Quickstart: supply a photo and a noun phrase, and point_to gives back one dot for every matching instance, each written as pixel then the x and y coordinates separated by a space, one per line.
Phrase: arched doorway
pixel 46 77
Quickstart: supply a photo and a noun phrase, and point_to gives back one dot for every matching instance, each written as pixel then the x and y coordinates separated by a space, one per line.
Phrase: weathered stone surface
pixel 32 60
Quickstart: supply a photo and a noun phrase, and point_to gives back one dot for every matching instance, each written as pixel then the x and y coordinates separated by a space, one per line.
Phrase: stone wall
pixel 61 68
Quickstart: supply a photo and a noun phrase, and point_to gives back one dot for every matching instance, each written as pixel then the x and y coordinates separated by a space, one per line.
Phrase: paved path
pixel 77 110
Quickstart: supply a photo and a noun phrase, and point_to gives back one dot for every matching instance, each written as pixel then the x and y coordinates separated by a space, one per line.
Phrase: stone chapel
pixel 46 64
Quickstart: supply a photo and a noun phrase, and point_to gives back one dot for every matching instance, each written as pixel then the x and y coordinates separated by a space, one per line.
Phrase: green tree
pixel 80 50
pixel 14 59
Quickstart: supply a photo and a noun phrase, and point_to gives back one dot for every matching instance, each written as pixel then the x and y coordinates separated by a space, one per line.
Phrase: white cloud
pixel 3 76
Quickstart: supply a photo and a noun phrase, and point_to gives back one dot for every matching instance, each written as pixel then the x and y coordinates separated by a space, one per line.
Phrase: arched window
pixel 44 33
_ _ _ _ _
• Task objective: Give back exactly the lines from the line containing "Phrase: green tree" to the end of the entries, and no other lines.

• Solved problem:
Phrase: green tree
pixel 80 50
pixel 14 59
Quickstart: supply a photo and a noun phrase, and point_to gives back one dot for every matching instance, each written as pixel then the x and y coordinates separated by a space, one per line.
Phrase: white cloud
pixel 3 76
Quickstart: supply a photo and a noun phrase, and point_to gives back one dot for every matching instance, each written as pixel then the x and y coordinates separated by a space, one per line.
Phrase: arched window
pixel 44 33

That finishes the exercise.